### [WHAT YOU WILL DO]
Repeat word for word everything from the line containing "Objective — one point per instance of the floor" to the end of the listing, first and last lines included, and only that.
* BEGIN GIVEN DATA *
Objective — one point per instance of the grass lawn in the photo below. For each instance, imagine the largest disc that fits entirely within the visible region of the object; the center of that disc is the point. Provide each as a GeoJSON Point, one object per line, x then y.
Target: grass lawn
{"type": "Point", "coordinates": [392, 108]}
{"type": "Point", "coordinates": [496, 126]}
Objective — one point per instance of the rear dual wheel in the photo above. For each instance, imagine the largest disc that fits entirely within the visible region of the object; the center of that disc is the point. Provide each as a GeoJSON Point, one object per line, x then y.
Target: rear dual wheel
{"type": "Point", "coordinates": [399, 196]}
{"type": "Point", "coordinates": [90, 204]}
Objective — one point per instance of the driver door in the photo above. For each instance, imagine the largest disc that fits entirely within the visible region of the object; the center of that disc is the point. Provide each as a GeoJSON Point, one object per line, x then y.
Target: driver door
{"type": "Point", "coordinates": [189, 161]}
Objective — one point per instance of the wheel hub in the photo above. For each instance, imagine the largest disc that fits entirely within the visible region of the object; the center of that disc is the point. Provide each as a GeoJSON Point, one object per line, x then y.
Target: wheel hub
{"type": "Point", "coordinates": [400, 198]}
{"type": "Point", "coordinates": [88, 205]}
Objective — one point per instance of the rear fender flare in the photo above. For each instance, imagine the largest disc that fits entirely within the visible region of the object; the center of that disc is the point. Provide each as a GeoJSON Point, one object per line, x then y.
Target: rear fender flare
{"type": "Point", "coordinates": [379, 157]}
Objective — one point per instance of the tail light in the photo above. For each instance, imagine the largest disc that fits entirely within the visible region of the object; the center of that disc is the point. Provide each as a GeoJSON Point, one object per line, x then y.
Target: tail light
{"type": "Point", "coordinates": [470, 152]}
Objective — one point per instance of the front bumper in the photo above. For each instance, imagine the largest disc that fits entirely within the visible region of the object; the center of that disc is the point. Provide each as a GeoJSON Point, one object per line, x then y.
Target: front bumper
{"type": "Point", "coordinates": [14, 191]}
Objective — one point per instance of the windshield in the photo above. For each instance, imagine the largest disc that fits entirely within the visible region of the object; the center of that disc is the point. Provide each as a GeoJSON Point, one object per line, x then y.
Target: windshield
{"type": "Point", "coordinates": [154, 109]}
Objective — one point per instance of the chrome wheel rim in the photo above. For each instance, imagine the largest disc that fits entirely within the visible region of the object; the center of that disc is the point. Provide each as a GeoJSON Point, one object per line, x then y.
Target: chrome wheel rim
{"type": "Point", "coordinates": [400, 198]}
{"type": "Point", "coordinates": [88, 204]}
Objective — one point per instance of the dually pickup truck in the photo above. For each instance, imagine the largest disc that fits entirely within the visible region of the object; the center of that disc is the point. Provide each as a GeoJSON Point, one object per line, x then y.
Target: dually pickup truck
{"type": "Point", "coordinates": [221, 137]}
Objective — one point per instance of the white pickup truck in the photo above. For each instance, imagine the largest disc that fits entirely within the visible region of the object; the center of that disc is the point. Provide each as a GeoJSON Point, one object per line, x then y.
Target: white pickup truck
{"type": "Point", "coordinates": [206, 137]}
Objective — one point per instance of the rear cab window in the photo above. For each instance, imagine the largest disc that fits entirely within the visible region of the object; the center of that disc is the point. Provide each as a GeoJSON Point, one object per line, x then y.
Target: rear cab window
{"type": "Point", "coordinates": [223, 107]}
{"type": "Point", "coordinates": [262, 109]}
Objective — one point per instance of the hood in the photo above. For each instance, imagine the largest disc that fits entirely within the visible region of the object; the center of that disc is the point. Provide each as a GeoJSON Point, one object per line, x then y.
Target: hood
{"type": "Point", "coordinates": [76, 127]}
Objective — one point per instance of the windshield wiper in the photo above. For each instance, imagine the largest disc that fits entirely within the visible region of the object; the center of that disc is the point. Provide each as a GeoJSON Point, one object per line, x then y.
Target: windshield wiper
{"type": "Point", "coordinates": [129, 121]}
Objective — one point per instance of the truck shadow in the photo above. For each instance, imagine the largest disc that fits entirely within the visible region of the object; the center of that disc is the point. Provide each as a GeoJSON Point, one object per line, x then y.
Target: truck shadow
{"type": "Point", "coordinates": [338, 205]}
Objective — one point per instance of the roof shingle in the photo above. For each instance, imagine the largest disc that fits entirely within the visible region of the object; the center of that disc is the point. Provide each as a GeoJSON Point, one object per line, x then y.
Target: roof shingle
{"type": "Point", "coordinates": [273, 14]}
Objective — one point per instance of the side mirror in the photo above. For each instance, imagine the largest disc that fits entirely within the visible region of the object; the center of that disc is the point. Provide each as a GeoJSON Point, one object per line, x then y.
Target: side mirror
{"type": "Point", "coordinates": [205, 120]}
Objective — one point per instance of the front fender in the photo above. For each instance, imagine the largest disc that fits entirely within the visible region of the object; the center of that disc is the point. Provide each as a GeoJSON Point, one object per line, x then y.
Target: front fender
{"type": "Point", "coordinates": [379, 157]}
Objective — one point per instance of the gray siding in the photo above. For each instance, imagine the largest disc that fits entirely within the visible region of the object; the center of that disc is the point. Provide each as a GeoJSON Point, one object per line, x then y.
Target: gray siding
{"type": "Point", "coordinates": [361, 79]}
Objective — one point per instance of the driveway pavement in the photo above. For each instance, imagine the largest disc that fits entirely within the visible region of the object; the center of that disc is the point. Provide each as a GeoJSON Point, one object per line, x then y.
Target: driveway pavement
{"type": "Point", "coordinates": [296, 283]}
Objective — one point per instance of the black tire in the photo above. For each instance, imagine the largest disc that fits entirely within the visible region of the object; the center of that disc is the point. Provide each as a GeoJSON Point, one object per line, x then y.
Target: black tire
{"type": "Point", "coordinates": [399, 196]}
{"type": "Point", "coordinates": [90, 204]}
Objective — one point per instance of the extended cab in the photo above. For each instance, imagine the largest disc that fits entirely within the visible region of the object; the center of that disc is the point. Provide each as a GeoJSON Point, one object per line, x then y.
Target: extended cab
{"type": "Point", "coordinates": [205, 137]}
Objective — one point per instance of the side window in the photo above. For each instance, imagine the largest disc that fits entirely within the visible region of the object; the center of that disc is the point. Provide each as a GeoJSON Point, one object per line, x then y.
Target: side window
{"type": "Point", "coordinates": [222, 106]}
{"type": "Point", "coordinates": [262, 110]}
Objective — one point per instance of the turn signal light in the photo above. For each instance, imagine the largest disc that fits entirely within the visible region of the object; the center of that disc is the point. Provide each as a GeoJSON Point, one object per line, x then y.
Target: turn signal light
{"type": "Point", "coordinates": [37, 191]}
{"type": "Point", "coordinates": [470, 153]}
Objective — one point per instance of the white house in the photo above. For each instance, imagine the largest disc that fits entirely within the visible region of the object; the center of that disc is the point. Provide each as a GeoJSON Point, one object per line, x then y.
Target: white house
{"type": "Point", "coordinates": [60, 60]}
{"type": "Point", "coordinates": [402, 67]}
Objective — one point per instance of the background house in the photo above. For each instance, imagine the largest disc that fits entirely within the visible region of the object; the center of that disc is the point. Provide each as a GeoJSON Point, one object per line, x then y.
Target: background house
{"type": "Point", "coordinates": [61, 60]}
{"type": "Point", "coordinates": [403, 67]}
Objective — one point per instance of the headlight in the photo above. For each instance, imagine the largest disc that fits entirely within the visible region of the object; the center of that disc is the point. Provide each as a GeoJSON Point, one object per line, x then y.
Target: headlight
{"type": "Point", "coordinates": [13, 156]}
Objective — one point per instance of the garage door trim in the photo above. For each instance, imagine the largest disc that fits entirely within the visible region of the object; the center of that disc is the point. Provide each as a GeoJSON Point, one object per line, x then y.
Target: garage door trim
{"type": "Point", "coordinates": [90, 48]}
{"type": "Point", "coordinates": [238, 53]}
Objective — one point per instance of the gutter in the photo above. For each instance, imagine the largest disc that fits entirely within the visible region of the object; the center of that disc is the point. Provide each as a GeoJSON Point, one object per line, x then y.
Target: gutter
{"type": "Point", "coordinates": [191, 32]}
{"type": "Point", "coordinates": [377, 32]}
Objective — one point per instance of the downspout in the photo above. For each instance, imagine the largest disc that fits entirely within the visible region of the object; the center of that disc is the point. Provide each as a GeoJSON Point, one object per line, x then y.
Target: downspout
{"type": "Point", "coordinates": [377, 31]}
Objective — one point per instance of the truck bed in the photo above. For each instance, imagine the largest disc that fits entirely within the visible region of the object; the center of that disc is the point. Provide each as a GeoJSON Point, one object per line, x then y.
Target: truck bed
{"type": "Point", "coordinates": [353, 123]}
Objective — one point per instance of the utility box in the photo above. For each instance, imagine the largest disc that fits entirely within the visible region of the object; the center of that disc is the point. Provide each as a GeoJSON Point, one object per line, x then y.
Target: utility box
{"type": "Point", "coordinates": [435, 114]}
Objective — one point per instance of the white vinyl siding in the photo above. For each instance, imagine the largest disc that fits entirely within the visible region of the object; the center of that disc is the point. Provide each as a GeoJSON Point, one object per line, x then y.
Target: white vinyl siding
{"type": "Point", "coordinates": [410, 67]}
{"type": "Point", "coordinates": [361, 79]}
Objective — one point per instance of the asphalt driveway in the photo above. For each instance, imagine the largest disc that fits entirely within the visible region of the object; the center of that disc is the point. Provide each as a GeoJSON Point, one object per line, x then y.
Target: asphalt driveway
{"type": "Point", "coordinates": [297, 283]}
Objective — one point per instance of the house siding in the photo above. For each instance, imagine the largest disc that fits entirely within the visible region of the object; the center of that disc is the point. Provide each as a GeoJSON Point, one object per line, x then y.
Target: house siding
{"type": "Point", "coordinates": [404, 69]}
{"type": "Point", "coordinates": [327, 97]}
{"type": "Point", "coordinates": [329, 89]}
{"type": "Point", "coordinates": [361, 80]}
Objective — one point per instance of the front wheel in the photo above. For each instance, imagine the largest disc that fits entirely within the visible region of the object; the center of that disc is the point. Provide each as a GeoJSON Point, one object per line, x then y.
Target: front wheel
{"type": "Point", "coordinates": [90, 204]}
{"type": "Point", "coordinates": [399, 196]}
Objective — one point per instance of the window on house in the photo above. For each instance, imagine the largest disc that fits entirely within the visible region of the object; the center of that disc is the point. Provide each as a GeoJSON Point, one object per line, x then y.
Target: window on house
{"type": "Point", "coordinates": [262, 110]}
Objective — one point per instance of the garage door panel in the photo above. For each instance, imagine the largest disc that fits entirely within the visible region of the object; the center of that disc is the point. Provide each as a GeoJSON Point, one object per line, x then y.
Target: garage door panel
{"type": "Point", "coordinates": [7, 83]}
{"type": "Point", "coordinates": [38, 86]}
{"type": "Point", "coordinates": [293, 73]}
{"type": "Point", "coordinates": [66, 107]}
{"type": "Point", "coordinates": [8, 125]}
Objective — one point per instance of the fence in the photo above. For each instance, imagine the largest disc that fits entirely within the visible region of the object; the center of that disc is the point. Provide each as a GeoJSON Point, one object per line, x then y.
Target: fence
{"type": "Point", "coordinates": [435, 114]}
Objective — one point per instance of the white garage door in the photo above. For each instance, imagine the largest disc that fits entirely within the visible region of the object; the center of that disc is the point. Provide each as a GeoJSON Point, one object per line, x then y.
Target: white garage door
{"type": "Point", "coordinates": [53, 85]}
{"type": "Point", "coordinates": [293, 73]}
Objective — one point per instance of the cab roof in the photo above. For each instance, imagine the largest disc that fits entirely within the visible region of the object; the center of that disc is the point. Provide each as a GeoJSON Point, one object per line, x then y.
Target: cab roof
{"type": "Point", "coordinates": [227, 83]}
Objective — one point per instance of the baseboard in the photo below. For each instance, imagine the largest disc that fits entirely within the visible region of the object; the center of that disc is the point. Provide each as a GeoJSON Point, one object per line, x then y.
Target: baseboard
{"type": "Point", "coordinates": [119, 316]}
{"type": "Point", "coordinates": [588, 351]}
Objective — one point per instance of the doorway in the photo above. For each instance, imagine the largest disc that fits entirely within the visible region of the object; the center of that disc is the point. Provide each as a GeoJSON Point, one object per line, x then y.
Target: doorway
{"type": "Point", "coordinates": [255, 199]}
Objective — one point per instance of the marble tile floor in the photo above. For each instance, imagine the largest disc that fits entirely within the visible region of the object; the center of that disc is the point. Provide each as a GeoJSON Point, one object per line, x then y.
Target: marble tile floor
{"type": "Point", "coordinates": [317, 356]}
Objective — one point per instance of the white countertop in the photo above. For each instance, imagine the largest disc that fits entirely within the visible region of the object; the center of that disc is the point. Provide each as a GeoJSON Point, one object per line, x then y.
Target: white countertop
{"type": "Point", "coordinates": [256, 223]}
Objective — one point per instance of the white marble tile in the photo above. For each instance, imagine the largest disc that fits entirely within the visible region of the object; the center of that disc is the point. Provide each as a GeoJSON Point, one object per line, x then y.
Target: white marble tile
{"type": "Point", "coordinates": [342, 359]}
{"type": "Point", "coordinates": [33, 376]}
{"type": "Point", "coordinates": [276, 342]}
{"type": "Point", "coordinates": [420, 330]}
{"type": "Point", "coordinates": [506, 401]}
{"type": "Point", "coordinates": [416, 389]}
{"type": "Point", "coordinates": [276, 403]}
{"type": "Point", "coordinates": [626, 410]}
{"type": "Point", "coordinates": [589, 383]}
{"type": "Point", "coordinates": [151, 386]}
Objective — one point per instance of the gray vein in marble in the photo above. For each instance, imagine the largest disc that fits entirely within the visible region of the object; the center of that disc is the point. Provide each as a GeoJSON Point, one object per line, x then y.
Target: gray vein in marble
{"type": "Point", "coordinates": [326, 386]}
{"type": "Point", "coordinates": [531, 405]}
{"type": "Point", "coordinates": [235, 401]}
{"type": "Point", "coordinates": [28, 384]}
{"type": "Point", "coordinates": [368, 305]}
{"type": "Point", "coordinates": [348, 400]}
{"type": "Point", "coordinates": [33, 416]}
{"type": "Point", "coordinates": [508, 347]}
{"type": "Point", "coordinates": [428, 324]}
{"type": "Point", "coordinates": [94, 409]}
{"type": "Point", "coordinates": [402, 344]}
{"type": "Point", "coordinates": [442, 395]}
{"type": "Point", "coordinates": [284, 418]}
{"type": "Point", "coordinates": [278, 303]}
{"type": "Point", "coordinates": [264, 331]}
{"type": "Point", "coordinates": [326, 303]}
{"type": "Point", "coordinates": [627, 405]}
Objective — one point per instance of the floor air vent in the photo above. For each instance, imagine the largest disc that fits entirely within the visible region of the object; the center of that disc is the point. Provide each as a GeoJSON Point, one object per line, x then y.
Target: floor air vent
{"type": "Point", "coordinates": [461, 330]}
* END GIVEN DATA *
### [ANSWER BELOW]
Objective — one point per instance of the floor air vent in the photo above. For each instance, imagine the largest disc that fits entirely within the visible region of the object; the center of that disc is the point. Provide each as a GeoJSON Point, one object per line, x then y.
Target: floor air vent
{"type": "Point", "coordinates": [461, 330]}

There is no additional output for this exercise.